• EXERCISE PROMPT
Reproduce the part of the listing that begins with the line containing "Please segment every instance of the glass" and ends with the line containing "M 390 239 L", including both of those lines.

Begin PROVIDED RECORDS

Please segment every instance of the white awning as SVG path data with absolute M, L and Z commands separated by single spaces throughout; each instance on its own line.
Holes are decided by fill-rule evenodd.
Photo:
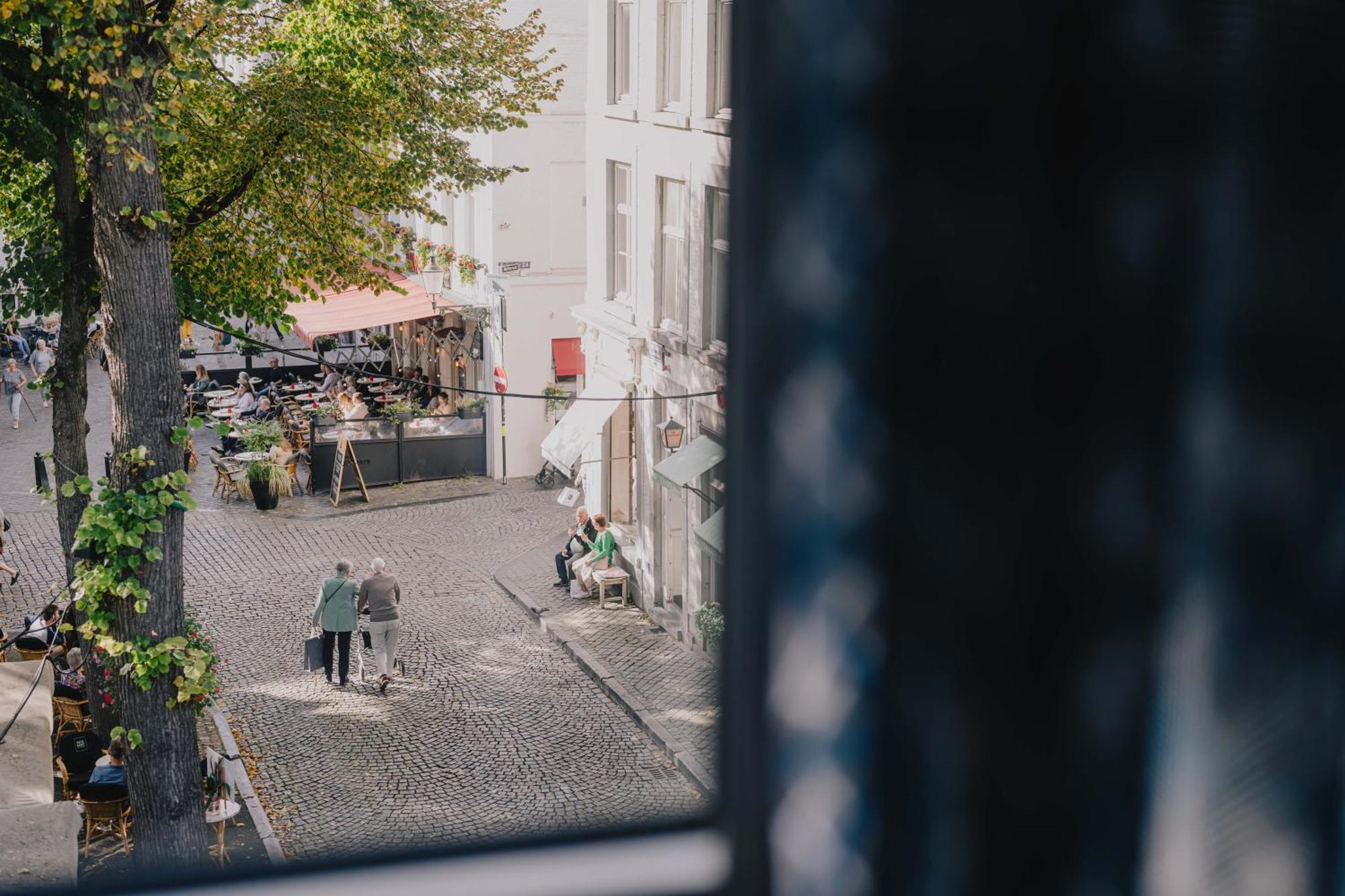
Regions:
M 701 436 L 654 467 L 654 478 L 668 488 L 682 488 L 721 460 L 724 445 L 709 436 Z
M 578 400 L 561 417 L 561 422 L 555 424 L 555 429 L 542 440 L 542 456 L 573 479 L 584 449 L 603 433 L 603 426 L 623 401 L 625 401 L 624 389 L 607 381 L 594 381 L 580 393 Z

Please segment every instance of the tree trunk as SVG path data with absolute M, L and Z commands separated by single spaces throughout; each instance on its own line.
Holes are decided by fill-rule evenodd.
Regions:
M 61 484 L 89 474 L 89 452 L 85 440 L 89 424 L 85 410 L 89 405 L 89 366 L 85 347 L 89 344 L 89 315 L 91 312 L 93 229 L 89 206 L 79 199 L 75 176 L 75 153 L 65 128 L 56 132 L 54 168 L 56 223 L 61 226 L 61 246 L 66 273 L 61 284 L 61 343 L 56 347 L 56 366 L 51 389 L 51 455 L 55 457 L 56 523 L 61 529 L 61 548 L 66 556 L 66 581 L 75 574 L 75 529 L 89 505 L 87 495 L 77 491 L 66 498 Z
M 128 54 L 129 55 L 129 54 Z M 148 55 L 148 54 L 147 54 Z M 168 227 L 149 229 L 120 213 L 124 207 L 164 207 L 159 157 L 149 136 L 129 137 L 147 167 L 130 171 L 126 156 L 108 155 L 98 118 L 109 105 L 143 109 L 153 100 L 151 78 L 130 81 L 126 89 L 108 85 L 100 110 L 90 112 L 89 183 L 93 195 L 94 256 L 102 276 L 102 312 L 112 378 L 113 487 L 126 488 L 149 476 L 182 468 L 182 447 L 172 443 L 182 425 L 182 386 L 178 366 L 178 303 L 168 270 Z M 109 104 L 108 98 L 116 98 Z M 153 467 L 136 471 L 121 460 L 139 445 Z M 160 640 L 184 635 L 182 593 L 183 514 L 168 510 L 163 531 L 147 533 L 145 546 L 163 550 L 163 560 L 141 568 L 149 607 L 136 613 L 129 604 L 118 612 L 118 638 L 144 635 Z M 168 709 L 175 689 L 172 675 L 160 677 L 149 690 L 118 682 L 118 716 L 144 736 L 144 745 L 128 757 L 130 802 L 136 814 L 134 865 L 143 872 L 182 873 L 206 860 L 206 823 L 200 788 L 199 745 L 192 710 Z

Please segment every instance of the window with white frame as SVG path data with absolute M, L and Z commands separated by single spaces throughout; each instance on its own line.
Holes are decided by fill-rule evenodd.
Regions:
M 686 184 L 659 178 L 659 308 L 686 327 Z
M 663 0 L 663 67 L 659 94 L 664 109 L 686 112 L 691 73 L 691 12 L 686 0 Z
M 705 284 L 705 328 L 709 342 L 728 343 L 729 332 L 729 191 L 710 187 L 705 196 L 709 264 Z
M 729 117 L 733 100 L 729 93 L 729 62 L 733 55 L 733 0 L 712 0 L 714 3 L 714 69 L 710 71 L 714 94 L 710 97 L 710 113 Z
M 612 264 L 608 272 L 608 296 L 629 301 L 633 265 L 631 252 L 635 245 L 635 210 L 631 196 L 631 165 L 619 161 L 608 164 L 608 230 L 611 234 Z
M 612 97 L 611 102 L 635 105 L 635 3 L 612 4 Z

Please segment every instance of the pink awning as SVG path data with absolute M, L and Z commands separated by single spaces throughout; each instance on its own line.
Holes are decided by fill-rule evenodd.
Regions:
M 434 316 L 424 287 L 394 270 L 386 273 L 405 295 L 391 289 L 377 295 L 373 289 L 347 289 L 324 292 L 323 300 L 289 303 L 285 311 L 295 318 L 295 334 L 312 346 L 315 336 Z

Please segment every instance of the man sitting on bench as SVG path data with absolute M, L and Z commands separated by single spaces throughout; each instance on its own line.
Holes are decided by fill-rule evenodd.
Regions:
M 570 529 L 570 537 L 565 541 L 565 549 L 555 554 L 555 574 L 558 581 L 551 584 L 557 588 L 570 587 L 570 578 L 574 578 L 570 565 L 576 557 L 586 554 L 589 552 L 589 542 L 597 538 L 597 529 L 593 527 L 593 521 L 589 519 L 588 510 L 584 507 L 574 510 L 574 525 L 576 527 Z M 576 545 L 578 546 L 578 552 L 574 550 Z

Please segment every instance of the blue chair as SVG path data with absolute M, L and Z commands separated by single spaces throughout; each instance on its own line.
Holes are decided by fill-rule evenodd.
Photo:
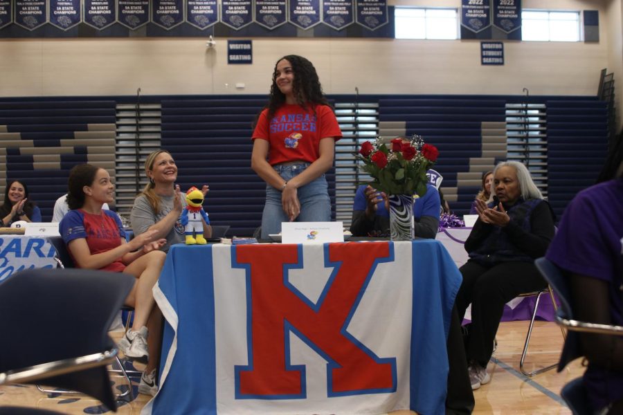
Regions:
M 118 349 L 107 330 L 134 284 L 122 273 L 57 268 L 26 270 L 0 284 L 0 315 L 13 316 L 0 319 L 8 340 L 0 342 L 0 385 L 44 381 L 116 411 L 106 365 Z
M 577 320 L 573 313 L 571 291 L 561 270 L 546 258 L 539 258 L 534 261 L 534 264 L 560 300 L 556 313 L 556 322 L 569 331 L 558 362 L 558 371 L 562 371 L 569 362 L 583 356 L 579 343 L 579 332 L 623 335 L 622 326 L 598 324 Z M 566 384 L 561 391 L 561 396 L 575 415 L 592 414 L 582 378 L 574 379 Z
M 65 241 L 63 241 L 63 239 L 61 237 L 48 237 L 46 239 L 48 242 L 49 242 L 50 244 L 54 247 L 54 250 L 56 251 L 54 255 L 54 260 L 56 261 L 57 268 L 62 269 L 75 269 L 74 268 L 75 264 L 73 264 L 73 259 L 71 259 L 71 256 L 69 255 L 69 250 L 67 249 L 67 246 L 65 245 Z M 122 303 L 120 308 L 127 313 L 125 331 L 127 331 L 127 329 L 129 327 L 132 313 L 134 311 L 134 308 L 129 306 L 126 306 Z M 130 380 L 129 375 L 141 376 L 143 372 L 137 370 L 126 369 L 123 365 L 123 362 L 121 361 L 118 356 L 116 356 L 115 360 L 116 361 L 118 366 L 119 366 L 119 369 L 110 369 L 110 371 L 111 373 L 120 374 L 122 376 L 123 376 L 125 382 L 128 385 L 127 390 L 120 394 L 117 395 L 116 397 L 123 397 L 126 395 L 129 394 L 130 398 L 132 398 L 134 397 L 132 387 L 132 380 Z M 37 387 L 39 388 L 39 390 L 42 392 L 50 393 L 51 391 L 47 389 L 44 389 L 39 386 L 37 386 Z

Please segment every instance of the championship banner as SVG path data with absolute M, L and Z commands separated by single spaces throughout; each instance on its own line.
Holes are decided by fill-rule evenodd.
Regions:
M 152 23 L 168 30 L 183 21 L 182 0 L 153 0 Z
M 222 0 L 221 23 L 237 30 L 253 21 L 251 0 Z
M 142 414 L 444 413 L 461 280 L 435 240 L 174 245 Z
M 50 0 L 50 24 L 63 30 L 78 26 L 81 21 L 80 0 Z
M 287 18 L 285 0 L 255 0 L 255 23 L 273 30 L 284 24 Z
M 323 2 L 323 23 L 336 30 L 354 23 L 353 0 L 325 0 Z
M 118 21 L 134 30 L 150 21 L 150 0 L 117 0 Z
M 510 33 L 521 27 L 521 0 L 491 0 L 491 1 L 495 27 L 505 33 Z
M 84 0 L 83 7 L 84 23 L 99 30 L 117 20 L 114 0 Z
M 48 21 L 47 2 L 39 0 L 15 1 L 15 24 L 34 30 L 46 24 Z
M 13 23 L 13 8 L 11 1 L 0 1 L 0 29 Z
M 356 0 L 355 8 L 357 24 L 370 30 L 389 21 L 386 0 Z
M 491 27 L 489 1 L 461 0 L 461 39 L 475 39 L 474 34 Z
M 0 282 L 23 270 L 55 268 L 55 252 L 45 238 L 0 237 Z
M 288 21 L 301 29 L 309 29 L 320 23 L 320 0 L 290 0 Z
M 204 30 L 219 21 L 219 5 L 217 0 L 188 0 L 186 22 Z

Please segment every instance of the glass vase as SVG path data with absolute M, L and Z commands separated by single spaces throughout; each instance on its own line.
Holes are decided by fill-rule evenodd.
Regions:
M 390 239 L 392 241 L 413 239 L 413 196 L 390 194 Z

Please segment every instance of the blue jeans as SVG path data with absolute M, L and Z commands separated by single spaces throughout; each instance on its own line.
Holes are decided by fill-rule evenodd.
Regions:
M 275 171 L 286 181 L 298 175 L 309 165 L 309 163 L 273 166 Z M 296 222 L 329 222 L 331 221 L 331 199 L 329 186 L 323 174 L 305 186 L 297 190 L 300 203 L 300 214 Z M 262 214 L 262 239 L 269 239 L 269 234 L 281 232 L 281 223 L 288 222 L 288 216 L 281 207 L 281 192 L 266 185 L 266 204 Z

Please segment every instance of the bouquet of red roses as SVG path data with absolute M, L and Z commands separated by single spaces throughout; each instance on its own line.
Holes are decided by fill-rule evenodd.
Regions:
M 426 171 L 437 156 L 437 147 L 414 135 L 409 139 L 394 138 L 387 144 L 381 138 L 374 143 L 366 141 L 357 158 L 363 162 L 362 169 L 374 179 L 368 184 L 377 190 L 421 197 L 426 192 Z

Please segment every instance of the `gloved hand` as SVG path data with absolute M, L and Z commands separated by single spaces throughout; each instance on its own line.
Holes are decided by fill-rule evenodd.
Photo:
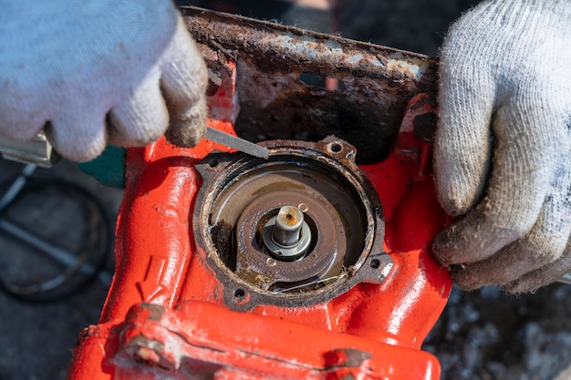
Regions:
M 440 201 L 469 212 L 437 236 L 436 258 L 463 289 L 529 292 L 571 272 L 571 2 L 463 15 L 442 46 L 439 103 Z
M 29 139 L 46 126 L 67 159 L 106 142 L 204 133 L 205 64 L 169 0 L 7 0 L 0 11 L 0 134 Z

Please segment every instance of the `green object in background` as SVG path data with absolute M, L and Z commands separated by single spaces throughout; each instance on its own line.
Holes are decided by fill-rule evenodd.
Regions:
M 106 186 L 125 188 L 125 156 L 127 149 L 108 145 L 95 159 L 79 164 L 79 169 Z

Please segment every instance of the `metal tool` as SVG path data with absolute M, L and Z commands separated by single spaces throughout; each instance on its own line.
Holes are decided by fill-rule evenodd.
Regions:
M 267 159 L 270 157 L 270 150 L 268 149 L 255 145 L 253 142 L 240 139 L 236 136 L 214 129 L 211 127 L 206 127 L 206 135 L 204 135 L 204 139 L 208 139 L 259 159 Z

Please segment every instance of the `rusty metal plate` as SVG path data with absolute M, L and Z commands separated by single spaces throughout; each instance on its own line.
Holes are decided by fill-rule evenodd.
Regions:
M 407 102 L 436 88 L 436 61 L 426 56 L 200 8 L 182 11 L 211 69 L 211 94 L 226 60 L 236 62 L 235 129 L 251 141 L 336 135 L 357 148 L 358 163 L 379 162 Z M 335 78 L 337 89 L 307 85 L 302 74 Z

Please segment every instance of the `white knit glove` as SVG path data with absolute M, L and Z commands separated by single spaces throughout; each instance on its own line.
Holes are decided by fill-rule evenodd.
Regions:
M 434 255 L 464 289 L 571 272 L 571 1 L 486 1 L 441 50 Z M 473 208 L 473 209 L 472 209 Z
M 207 73 L 170 0 L 0 1 L 0 134 L 83 161 L 204 132 Z

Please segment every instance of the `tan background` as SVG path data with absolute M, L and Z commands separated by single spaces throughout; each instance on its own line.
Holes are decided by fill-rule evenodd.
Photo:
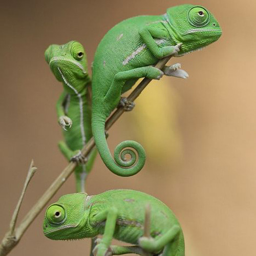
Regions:
M 189 79 L 167 78 L 151 84 L 136 110 L 112 129 L 112 149 L 124 139 L 143 144 L 148 156 L 143 171 L 119 178 L 98 158 L 88 191 L 129 188 L 163 201 L 182 226 L 187 255 L 255 255 L 256 4 L 249 0 L 1 3 L 0 237 L 8 227 L 31 158 L 39 170 L 20 217 L 66 165 L 56 146 L 61 135 L 55 104 L 61 86 L 44 60 L 46 48 L 76 39 L 91 62 L 100 39 L 122 19 L 164 13 L 188 2 L 214 13 L 223 36 L 203 51 L 173 60 L 182 63 Z M 52 202 L 74 189 L 72 177 Z M 11 255 L 88 255 L 89 240 L 46 239 L 43 216 Z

End PROVIDED RECORDS

• OUTPUT
Please segment every instance of the glass vase as SVG path data with absolute M, L and Z commands separated by single spaces throughout; each instance on its own line.
Holes are decided by fill-rule evenodd.
Regions:
M 390 239 L 392 241 L 413 239 L 413 196 L 390 194 Z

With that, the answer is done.